» **指示 1**: 記事にある「それもあって、セキュリティチームへのエスカレーションに思った以上に時間がかかったのかもしれません」という一文を英語にしてください。
» **指示 2**: 記事の「ITmedia NEWS /」から下へ「らの動きは迅速だったという。」までを、そのまま書き写してください。

» **記事**:
1. トップ
  2. 新着ニュース
  3. IT
  4. IT総合

「この投資詐欺、freeeから漏れた情報を悪用してるかも」──そのとき、社員はどう動く 同社のセキュリティ訓練が再び

ITmedia NEWS / 2024年11月28日 10時45分

 「情報漏えいのようにすぐにセキュリティ関連と分かる事案ならばすぐに動けたと思いますが、今回は『投資詐欺』という、セキュリティからはやや離れた事象として第一報が入ってきました。それもあって、セキュリティチームへのエスカレーションに思った以上に時間がかかったのかもしれません」(土佐CIO)

 その後、訓練チームからの誘導も受けながら徐々に2つの事象を結び付け「AさんとB税理士法人は、実は同じことを言っている」というところにたどり着いた。後は徐々に関係者が会議室とオンライン、ハイブリッドで集まり「セキュリティインシデントだろう」と仮説が立ってからの動きは迅速だったという。

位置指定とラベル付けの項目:
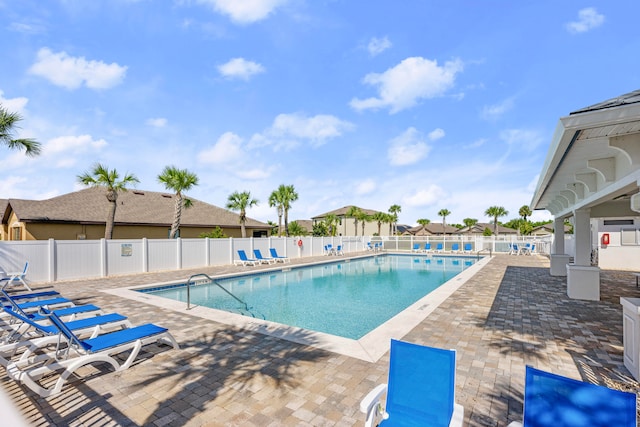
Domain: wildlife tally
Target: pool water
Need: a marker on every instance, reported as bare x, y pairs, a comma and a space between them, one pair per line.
348, 299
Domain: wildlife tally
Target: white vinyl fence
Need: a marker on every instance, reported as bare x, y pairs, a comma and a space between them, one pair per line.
55, 260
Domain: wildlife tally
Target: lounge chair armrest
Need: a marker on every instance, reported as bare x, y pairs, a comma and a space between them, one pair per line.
370, 404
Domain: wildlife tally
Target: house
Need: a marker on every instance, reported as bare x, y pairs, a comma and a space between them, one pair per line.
478, 230
347, 225
431, 229
82, 215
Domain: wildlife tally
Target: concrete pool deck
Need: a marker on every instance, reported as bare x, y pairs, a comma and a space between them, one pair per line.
509, 314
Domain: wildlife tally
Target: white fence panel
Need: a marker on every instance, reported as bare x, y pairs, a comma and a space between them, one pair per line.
163, 254
194, 253
125, 257
76, 259
14, 255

» **正解 1**: That may be part of why escalating to the security team took longer than we expected.

» **正解 2**:
ITmedia NEWS / 2024年11月28日 10時45分

 「情報漏えいのようにすぐにセキュリティ関連と分かる事案ならばすぐに動けたと思いますが、今回は『投資詐欺』という、セキュリティからはやや離れた事象として第一報が入ってきました。それもあって、セキュリティチームへのエスカレーションに思った以上に時間がかかったのかもしれません」(土佐CIO)

 その後、訓練チームからの誘導も受けながら徐々に2つの事象を結び付け「AさんとB税理士法人は、実は同じことを言っている」というところにたどり着いた。後は徐々に関係者が会議室とオンライン、ハイブリッドで集まり「セキュリティインシデントだろう」と仮説が立ってからの動きは迅速だったという。